┏━━
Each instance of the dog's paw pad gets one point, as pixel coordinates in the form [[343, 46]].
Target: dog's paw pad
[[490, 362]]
┗━━
┏━━
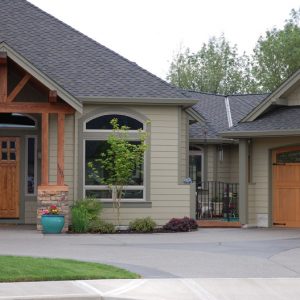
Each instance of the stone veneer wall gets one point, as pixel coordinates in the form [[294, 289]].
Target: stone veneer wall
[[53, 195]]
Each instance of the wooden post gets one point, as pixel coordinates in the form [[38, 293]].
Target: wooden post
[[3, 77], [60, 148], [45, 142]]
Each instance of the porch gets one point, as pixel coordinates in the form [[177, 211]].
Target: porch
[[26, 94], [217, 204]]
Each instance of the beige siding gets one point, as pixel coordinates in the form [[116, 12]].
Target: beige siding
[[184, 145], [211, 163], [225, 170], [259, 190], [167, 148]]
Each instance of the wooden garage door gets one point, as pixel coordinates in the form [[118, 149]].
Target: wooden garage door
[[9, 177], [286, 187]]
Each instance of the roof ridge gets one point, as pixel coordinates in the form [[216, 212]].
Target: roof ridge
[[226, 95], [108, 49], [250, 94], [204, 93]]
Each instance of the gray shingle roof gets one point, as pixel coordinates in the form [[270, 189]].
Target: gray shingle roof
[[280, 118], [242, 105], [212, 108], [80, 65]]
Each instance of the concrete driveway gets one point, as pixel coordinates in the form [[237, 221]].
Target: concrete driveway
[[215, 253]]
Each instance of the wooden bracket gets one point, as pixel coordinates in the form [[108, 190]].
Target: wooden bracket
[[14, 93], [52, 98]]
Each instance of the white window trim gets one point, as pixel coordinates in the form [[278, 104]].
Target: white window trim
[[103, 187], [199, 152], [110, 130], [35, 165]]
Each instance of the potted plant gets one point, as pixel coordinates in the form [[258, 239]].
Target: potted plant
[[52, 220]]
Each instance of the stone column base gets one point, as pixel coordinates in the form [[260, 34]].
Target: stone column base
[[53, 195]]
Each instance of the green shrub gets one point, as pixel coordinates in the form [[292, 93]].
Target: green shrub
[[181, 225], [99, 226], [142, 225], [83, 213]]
┗━━
> EXERCISE INSTRUCTIONS:
Retype exactly the lines above, from the one with "Each instance of the concrete" through the one with "Each instance of the white", inclusive.

> FINAL ANSWER:
Each instance of the concrete driveway gets one point, as pixel coordinates in the form [[237, 221]].
Target: concrete driveway
[[215, 253]]
Each instance of the wooden bracket gets one point, as pixel coordinates in the form [[108, 190]].
Target: wooden bracket
[[14, 93], [52, 98]]
Each instance of the white window trim gets one point, as pixel coordinates in the form [[278, 104]].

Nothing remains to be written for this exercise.